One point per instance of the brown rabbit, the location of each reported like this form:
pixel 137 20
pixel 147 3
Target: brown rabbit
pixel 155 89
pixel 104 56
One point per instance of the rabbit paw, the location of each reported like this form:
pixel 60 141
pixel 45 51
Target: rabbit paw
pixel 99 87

● ● ●

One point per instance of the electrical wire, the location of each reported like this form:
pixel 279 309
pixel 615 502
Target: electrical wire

● ● ●

◆ PROBLEM TO SOLVE ◆
Copy out the stretch of material from the line containing "One point per instance of the electrical" through the line containing "Target: electrical wire", swapping "electrical wire" for "power cable" and changing nothing else.

◆ RESPONSE TO THIS TASK ◆
One point per instance of the power cable, the location of each reported like this form:
pixel 279 309
pixel 615 502
Target: power cable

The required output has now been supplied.